** Opening Document section block **
An interdisciplinary team at Stony Brook University, led by Yusuf Hannun, MD, has been awarded an $11 million grant from the National Institutes of Health (NIH) to study the role of sphingolipids in cancer. The five-year grant, funded by the NIH National Cancer Institute, will run through August 2030 and is the only NIH Program Project Grant (P01) given this year to a State University of New York (SUNY) institution.
Sphingolipids are a class of fat molecules that regulate many cellular pathways and functions linked to cancer. They play roles in cell differentiation, death, metastasis, and how cells respond to stress. Some sphingolipids also influence how chemotherapeutic agents work against cancer.
“This award represents a major milestone for our institution and an important advancement in cancer research,” said Raymond Bergan, MD, director of the Stony Brook Cancer Center. “The NIH grant is yet another measure of the stature of our Cancer Center and its national leadership in understanding the role of lipids and metabolism in the formation of cancer and how that knowledge can be applied to prevention and treatment.”
Dr. Hannun noted that studying sphingolipids is significant because their impact extends across several types of cancer therapies: “While our research with the help of this grant will be broad and far-reaching, we will initially focus on SLs in breast cancer development and therapy, the action of DNA damaging chemotherapies, and mitigating toxicity of chemotherapy,” he said.
So far, research efforts have centered on breast cancer and some work on liver cancer. The new funding will allow expansion into lung cancers and leukemias as well.
The investigative group has published over 250 peer-reviewed articles together over decades. Their work spans biochemistry, medicine, pathology, physiology, and pharmacology. Past achievements include identifying enzymes involved in sphingolipid metabolism as potential targets for new cancer drugs; developing lead compounds for anti-cancer therapies; discovering functions for specific enzymes related to cell migration, survival, immune responses; and investigating their use as biomarkers.
Team members plan to collaborate with other researchers at Stony Brook University and nationwide to move findings from basic science toward new treatments.
The Lipid Cancer Laboratory leads this initiative within Stony Brook’s Lipid Signaling and Metabolism in Cancer Program—one of three main research programs at the university’s Cancer Center focused on discovery and therapeutics.
Currently approved medical uses for sphingolipid-based drugs are limited to inflammatory bowel disease and multiple sclerosis. However, there are ongoing pre-clinical and clinical studies testing these compounds as possible treatments for various cancers.
** Closing Document section block **
**Work request A**
According to the grant announcement above, until what month and year will the five-year grant run?
**Work request B**
Turn the paragraph of the grant announcement that begins "The investigative group has published" into a short bulleted list that keeps its main facts.
** Opening Supplied data block **
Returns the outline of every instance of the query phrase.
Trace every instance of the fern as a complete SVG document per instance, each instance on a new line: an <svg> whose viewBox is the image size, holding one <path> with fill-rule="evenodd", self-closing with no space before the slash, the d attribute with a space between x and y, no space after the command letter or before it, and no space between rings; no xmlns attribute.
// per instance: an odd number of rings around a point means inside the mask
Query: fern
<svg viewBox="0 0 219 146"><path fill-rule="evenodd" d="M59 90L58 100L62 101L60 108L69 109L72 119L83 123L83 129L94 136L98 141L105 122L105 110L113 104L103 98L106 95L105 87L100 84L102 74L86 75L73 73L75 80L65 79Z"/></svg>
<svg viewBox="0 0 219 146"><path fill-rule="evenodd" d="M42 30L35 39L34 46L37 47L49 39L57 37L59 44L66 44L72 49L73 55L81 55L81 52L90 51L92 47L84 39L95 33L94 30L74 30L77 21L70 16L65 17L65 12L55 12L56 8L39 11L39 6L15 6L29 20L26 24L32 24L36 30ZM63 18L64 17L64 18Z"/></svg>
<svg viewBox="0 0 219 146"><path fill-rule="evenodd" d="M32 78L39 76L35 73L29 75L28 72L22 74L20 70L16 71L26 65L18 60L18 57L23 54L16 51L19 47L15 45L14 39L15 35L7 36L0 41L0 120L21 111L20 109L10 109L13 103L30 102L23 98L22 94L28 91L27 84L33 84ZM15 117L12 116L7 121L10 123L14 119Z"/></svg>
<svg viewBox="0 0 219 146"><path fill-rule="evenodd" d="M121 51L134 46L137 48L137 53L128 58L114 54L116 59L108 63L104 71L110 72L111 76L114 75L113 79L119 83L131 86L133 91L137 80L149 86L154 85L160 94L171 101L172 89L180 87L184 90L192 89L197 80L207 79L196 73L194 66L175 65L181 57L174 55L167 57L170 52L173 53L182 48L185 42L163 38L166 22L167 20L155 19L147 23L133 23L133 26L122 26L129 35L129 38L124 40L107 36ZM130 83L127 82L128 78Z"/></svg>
** Closing Supplied data block **
**Answer area A**
August 2030

**Answer area B**
- The group has published over 250 peer-reviewed articles together over decades.
- Their work spans biochemistry, medicine, pathology, physiology, and pharmacology.
- Past achievements:
  - Identified enzymes involved in sphingolipid metabolism as potential targets for new cancer drugs
  - Developed lead compounds for anti-cancer therapies
  - Discovered functions for specific enzymes related to cell migration, survival, and immune responses
  - Investigated the use of these enzymes as biomarkers